УСЛОВИЕ ЗАДАЧИ | Пожалуйста, воспроизведите дословно отрывок из текста о русском торговом флоте на Севере, начиная со слов «Все это и понудило» и заканчивая словами «для последующих деятелей.».

ТЕКСТ ДЛЯ ЧТЕНИЯ |
После сказанного, в виду совершающихся событий, ничего более не остается, как согласиться с мнением г. Вольдемара и принять за истину то положение, что для славы нашего военного флота нужен прежде всего флот торговый, как питомник для образования моряков.

Все это и понудило Сидорова заняться устройством общества, которое имело целию создать русский коммерческий флот в северных морях. Но для того, чтобы составить понятие о том, как возникла мысль об акционерном обществе, считаю небесполезным рассказать, так сказать, историю составления проэкта устава; тем более, что, по моему мнению, она поучительна для последующих деятелей.

В III-м отделении Вольного Экономического Общества, когда был председателем его покойный С. С. Лашкарев, рассматривались разные вопросы, касающиеся отечественной промышленности и торговли. Там между прочим читана была, в 1866 году, записка М. Сидорова о положении Севера России, которая потом была напечатана в Русском Вестнике. Она подала повод к многим рассуждениям в отделении, из которых и составилась целая книга Беседы о Севере России, изданная В. Долинским. Многие лица — и члены отделения, и не-члены — убедились, что на нашем Севере, богатом естественными произведениями, особенно морскими, не могут развиться разные промыслы до значительных размеров без содействия целой России. Изыскивая средства помочь Северу, а, следовательно, и принести посильную пользу нашему отечеству, С. С. Лошкарев остановился на мысли, что необходимо учредить акционерное общество для устройства русского торгового флота на Севере. Но так как акционерные общества, которых много было учреждено у нас в начале царствования Александра II, не оправдали доверенности акционеров и в настоящее время трудно составить общество, то С. С. Лашкарев хотел узнать: найдет ли он в нашей публике сочувствие к акционерному [88] обществу торгового флота. И потому он сделал объявление в газетах, в которых просил лиц, сочувствующих учреждению общедоступного акционерного общества для устройства русского торгового флота, прислать к нему свои заявления. 10 августа 1868 года в газете Деятельность он поместил следующее объявление:

Лицам, выразившим сочувствие устройству русского торгового флота. Около 300 лиц выразили сочувствие учреждению общедоступного акционерного общества для постепенного устройства русского торгового флота и готовность принять посильное участие в этой компании. Согласно объявлению, напечатанному в Петербургских Ведомостях и других газетах, в настоящее время представляется полная возможность приступить к составлению устава этого общества. Но предварительно желательно было бы, чтобы гг. сочувствующие заявили письменно свои взгляды на способ успешнейшего осуществления этого предприятия; и потому приглашаются в течение месяца, то есть, до 15 сентября, сообщить С. С. Лашкареву, на Литейной, дом № 52, свои мнения относительно главных или основных положений устава, а если угодно, то прислать и целые проэкты устава”.

ФРАГМЕНТ ДАННЫХ |

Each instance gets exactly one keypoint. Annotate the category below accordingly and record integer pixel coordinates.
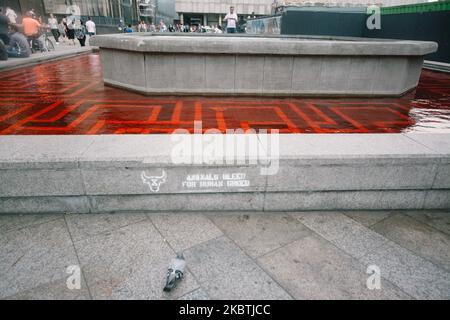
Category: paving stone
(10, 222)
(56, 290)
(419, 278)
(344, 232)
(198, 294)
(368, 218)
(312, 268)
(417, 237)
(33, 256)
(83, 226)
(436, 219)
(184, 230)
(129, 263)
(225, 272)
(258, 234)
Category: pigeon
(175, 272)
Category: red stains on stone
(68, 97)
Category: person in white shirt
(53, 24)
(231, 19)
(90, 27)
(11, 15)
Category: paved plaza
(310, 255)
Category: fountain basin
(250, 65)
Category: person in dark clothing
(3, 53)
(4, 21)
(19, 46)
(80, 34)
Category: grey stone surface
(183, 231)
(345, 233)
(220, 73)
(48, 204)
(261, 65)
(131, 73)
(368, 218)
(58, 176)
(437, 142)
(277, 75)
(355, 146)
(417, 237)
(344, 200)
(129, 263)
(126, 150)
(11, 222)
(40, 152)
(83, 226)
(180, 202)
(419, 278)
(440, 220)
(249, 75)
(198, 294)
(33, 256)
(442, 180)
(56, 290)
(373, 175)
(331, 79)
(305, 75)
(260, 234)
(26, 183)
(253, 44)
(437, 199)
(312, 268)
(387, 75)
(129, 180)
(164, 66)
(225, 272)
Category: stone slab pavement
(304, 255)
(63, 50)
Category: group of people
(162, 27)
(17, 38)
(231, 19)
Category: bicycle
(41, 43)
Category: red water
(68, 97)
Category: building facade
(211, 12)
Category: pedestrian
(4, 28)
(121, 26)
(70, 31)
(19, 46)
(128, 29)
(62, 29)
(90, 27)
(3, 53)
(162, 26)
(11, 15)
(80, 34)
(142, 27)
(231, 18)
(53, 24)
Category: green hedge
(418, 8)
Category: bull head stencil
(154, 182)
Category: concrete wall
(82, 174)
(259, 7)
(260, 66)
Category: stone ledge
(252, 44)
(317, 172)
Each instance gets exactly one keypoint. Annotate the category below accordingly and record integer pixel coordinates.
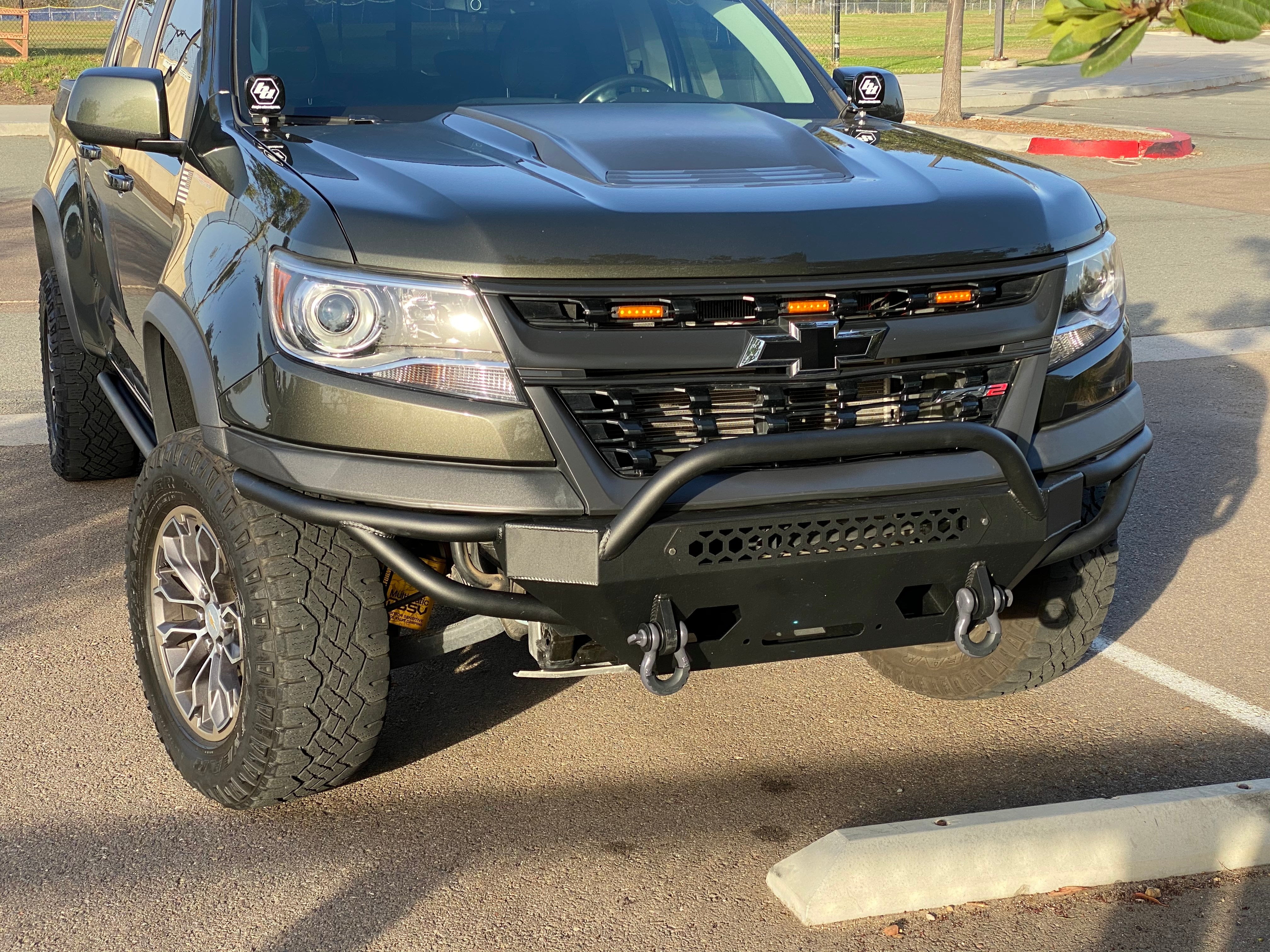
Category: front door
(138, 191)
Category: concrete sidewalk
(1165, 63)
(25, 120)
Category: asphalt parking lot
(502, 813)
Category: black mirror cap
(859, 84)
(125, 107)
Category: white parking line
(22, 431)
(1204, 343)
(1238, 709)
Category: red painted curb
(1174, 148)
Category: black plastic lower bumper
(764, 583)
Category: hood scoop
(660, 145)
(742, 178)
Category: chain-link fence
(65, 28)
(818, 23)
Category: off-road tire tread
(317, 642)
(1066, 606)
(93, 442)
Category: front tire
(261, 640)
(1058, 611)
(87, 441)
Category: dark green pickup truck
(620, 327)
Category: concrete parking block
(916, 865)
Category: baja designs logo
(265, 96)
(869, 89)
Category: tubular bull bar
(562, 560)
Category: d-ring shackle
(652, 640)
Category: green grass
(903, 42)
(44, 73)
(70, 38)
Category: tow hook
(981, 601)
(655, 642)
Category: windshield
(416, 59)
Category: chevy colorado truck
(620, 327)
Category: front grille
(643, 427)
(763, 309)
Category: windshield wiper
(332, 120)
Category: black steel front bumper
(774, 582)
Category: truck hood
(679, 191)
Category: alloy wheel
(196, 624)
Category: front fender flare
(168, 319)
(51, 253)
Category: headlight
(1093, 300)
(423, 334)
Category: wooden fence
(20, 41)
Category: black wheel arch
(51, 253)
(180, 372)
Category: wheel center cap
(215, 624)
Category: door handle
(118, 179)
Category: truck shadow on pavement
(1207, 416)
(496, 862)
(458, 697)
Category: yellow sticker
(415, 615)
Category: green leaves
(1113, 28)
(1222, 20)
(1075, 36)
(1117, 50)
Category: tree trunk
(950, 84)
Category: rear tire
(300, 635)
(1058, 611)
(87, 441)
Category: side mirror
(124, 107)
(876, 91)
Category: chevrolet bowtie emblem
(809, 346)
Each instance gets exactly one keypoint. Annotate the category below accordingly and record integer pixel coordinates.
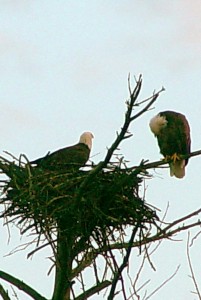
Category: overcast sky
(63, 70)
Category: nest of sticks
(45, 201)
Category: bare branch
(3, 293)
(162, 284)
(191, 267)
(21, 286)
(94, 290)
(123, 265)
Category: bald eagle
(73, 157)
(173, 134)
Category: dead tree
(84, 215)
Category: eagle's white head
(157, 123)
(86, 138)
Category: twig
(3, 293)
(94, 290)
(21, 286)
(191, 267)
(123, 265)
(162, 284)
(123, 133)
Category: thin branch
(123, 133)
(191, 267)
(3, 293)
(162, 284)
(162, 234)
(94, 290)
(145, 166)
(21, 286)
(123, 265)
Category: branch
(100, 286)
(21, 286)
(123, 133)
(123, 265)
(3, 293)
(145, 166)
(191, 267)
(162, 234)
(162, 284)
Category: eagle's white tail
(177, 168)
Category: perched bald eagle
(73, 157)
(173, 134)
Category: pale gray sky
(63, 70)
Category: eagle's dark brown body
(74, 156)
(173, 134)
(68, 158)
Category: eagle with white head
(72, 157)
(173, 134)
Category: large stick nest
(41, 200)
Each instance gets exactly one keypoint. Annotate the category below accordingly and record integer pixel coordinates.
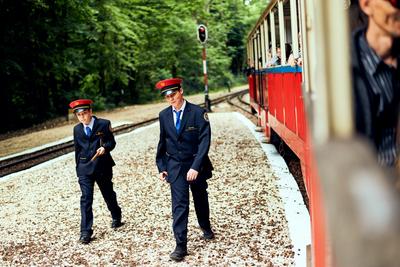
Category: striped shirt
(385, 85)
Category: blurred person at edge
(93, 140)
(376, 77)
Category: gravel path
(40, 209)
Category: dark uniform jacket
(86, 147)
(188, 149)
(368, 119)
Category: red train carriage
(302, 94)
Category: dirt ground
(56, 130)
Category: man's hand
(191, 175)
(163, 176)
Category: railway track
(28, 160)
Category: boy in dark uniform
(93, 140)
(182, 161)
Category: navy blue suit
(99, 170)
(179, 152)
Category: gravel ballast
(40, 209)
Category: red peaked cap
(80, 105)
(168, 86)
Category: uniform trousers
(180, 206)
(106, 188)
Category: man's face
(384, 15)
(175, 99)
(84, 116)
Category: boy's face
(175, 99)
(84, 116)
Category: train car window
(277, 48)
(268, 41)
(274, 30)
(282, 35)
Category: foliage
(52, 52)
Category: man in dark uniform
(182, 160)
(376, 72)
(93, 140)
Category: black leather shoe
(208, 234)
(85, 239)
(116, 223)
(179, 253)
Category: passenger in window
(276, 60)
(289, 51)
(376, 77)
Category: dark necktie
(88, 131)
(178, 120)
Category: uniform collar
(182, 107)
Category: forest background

РЕЗУЛЬТАТ ЗАДАНИЯ |
Все это и понудило Сидорова заняться устройством общества, которое имело целию создать русский коммерческий флот в северных морях. Но для того, чтобы составить понятие о том, как возникла мысль об акционерном обществе, считаю небесполезным рассказать, так сказать, историю составления проэкта устава; тем более, что, по моему мнению, она поучительна для последующих деятелей.